[PAGE EXCERPT — start]

Notice anything wrong with that last sentence? "Chinatown" can be used broadly to refer to any part of town with a high concentration of Chinese businesses and organisations or narrowly to refer to specific neighbourhood with an extended history of hosting such businesses and organisations. Guess which definition the report used. Depending on how you count them, there are as many as nine Chinatowns in and around NYC, six of them within the Five Boroughs. Out-of-towners, of course, are generally only aware of the one in Manhattan. Is it really surprising that the one all the tourists go to is becoming too touristy? Moreover, everyone without a six-figure income is being priced out of Manhattan (and, increasingly, Brooklyn and Queens as well), so why should they Chinese be any different?

[PAGE EXCERPT — finish]

WORK ITEM:
Continue the passage about New York's Chinatowns, picking up right after its final sentence.

[DATA SUPPLIED — start]

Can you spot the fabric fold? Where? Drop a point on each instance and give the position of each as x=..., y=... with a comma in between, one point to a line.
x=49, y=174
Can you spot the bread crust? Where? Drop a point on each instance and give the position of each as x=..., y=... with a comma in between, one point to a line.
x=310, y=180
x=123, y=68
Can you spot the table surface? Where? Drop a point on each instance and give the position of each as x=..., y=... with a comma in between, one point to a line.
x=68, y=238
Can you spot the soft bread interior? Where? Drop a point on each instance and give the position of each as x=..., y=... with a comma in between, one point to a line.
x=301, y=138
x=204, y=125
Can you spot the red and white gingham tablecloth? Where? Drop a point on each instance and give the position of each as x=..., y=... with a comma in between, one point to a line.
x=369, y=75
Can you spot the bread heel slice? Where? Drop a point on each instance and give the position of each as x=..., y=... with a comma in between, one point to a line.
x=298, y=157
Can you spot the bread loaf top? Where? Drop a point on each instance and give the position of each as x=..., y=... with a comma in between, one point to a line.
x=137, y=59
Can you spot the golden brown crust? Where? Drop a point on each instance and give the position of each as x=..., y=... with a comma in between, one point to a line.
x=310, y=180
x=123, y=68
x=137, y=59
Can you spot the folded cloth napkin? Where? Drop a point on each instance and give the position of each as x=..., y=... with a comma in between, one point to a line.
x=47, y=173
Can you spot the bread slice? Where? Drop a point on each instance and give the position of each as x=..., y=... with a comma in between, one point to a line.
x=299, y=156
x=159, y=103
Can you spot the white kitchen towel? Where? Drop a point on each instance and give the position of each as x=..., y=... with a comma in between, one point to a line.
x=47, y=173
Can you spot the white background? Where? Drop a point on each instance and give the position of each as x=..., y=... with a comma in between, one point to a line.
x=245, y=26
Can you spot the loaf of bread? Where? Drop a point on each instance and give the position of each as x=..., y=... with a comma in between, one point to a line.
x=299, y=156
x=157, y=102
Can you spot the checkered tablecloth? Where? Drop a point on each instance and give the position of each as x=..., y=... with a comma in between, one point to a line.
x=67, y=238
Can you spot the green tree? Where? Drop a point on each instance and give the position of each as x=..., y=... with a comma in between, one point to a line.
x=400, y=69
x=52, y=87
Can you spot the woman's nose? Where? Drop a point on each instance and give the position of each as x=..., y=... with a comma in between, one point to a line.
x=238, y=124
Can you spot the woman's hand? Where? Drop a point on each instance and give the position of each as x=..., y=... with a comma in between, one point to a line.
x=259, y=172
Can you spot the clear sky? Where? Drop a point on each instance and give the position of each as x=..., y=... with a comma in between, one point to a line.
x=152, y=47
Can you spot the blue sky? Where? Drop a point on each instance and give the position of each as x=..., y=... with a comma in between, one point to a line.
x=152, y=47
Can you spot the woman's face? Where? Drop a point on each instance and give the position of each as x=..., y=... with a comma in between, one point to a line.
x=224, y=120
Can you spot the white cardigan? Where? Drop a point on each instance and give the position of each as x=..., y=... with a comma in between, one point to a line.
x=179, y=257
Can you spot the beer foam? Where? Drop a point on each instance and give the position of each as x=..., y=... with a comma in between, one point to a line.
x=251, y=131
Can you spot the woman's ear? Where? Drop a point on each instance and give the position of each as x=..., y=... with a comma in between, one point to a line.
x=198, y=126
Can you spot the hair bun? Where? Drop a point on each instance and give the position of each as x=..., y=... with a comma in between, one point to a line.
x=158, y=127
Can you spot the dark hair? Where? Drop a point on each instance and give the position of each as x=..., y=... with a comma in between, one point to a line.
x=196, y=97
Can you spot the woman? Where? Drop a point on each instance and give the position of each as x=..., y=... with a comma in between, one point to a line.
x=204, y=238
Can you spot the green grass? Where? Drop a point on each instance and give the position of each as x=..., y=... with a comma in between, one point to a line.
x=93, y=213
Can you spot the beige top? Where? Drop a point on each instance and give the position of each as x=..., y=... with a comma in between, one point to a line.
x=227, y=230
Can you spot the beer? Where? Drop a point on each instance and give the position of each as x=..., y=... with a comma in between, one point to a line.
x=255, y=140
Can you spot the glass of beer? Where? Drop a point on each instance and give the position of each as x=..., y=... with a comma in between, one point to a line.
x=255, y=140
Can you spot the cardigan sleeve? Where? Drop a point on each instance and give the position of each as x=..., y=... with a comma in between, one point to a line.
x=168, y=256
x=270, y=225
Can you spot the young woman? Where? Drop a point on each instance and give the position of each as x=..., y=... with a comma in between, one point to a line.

[DATA SUPPLIED — finish]

YOUR RESPONSE:
Talking about some of the newly-emerged and -emerging Chinatowns would've added some nice balance to the article: It's not that Chinese aren't coming here or are instantly assimilating when they step off the plane, it's just that they're settling elsewhere. This isn't a new phenomenon either: IIRC, Chicago's Chinatown relocated twice before it ended up established at Wentworth and Cermak. (It's still flourishing, btw, since property prices on the South Side can't even touch those of the Outer Boroughs, much less Lower Manhattan.) St Louis didn't have anything resembling a traditional Chinatown when I was growing up. (It got bulldozed to make way for Busch Stadium right around the time that the Hart-Cellar Act eliminated national quotas, spawning the new wave of Asian immigration.) It does now, along Olive Boulevard in U City. So do Sun Belt cities like Austin and Orlando--places which never had a critical mass of Asian immigrants before.

And when I say "added balance", I mean "made it interesting to read". Instead, it's the same old article about gentrification vs poor immigrants, Disneyfication of ethnic enclaves, blah blah blah that I've read dozens of times by now. Of course, who would really expect a BBC reporter with a plum posting in Manhattan to want to take more than a thousand steps from their hotel if it's all the same to their editors?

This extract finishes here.